→ **PAGE**:
━━━━━━━━━━━━━━━━━━━━━━━━━━━━━━

The sixth annual BAMcinemaFest, which kicks off Wednesday and runs through June 29, only further affirms what city film buffs know to be true: Brooklyn is a happening place when it comes to the movies.

The festival begins Wednesday with one of the year’s most hotly-anticipated films period: Richard Linklater’s “Boyhood,” a 12-years-in-the-making, coming-of-age docudrama that follows Ellar Coltrane’s Mason from age 6 through 18. The film co-stars Ethan Hawke and Patricia Arquette as Mason’s parents.

The centerpiece screening on June 25, is “Snowpiercer,” the English-language debut of “The Host” director Bong Joon Ho, a thriller set aboard a locomotive that features quite the eclectic cast: Tilda Swinton, Chris Evans, Jamie Bell and Ed Harris, among others.

━━━━━━━━━━━━━━━━━━━━━━━━━━━━━━

→ **RECORDED INFORMATION**:

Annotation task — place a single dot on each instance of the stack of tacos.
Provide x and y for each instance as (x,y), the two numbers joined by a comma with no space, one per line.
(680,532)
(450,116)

━━━━━━━━━━━━━━━━━━━━━━━━━━━━━━

→ **YOUR TASK**: Resume the BAMcinemaFest article, starting after its last sentence. The listing is separate material, unrelated to the BAMcinemaFest article.

→ **REPLY**:
“They Came Together,” the latest flick from “Wet Hot American Summer” filmmakers David Wain and Michael Showalter, gets a spotlight slot on June 23. It’s a romantic comedy parody starring Paul Rudd and Amy Poehler with some hilarious digressions and broad, pun-oriented humor.

Joe Swanberg, one of the most prolific independent filmmakers of the 21st century, comes to BAMcinema-Fest with “Happy Christmas,” one of the best of his improvised movies. It’s a small-scale, observational piece about the burdens of family ties starring Anna Kendrick, Swanberg, Melanie Lynskey and Lena Dunham.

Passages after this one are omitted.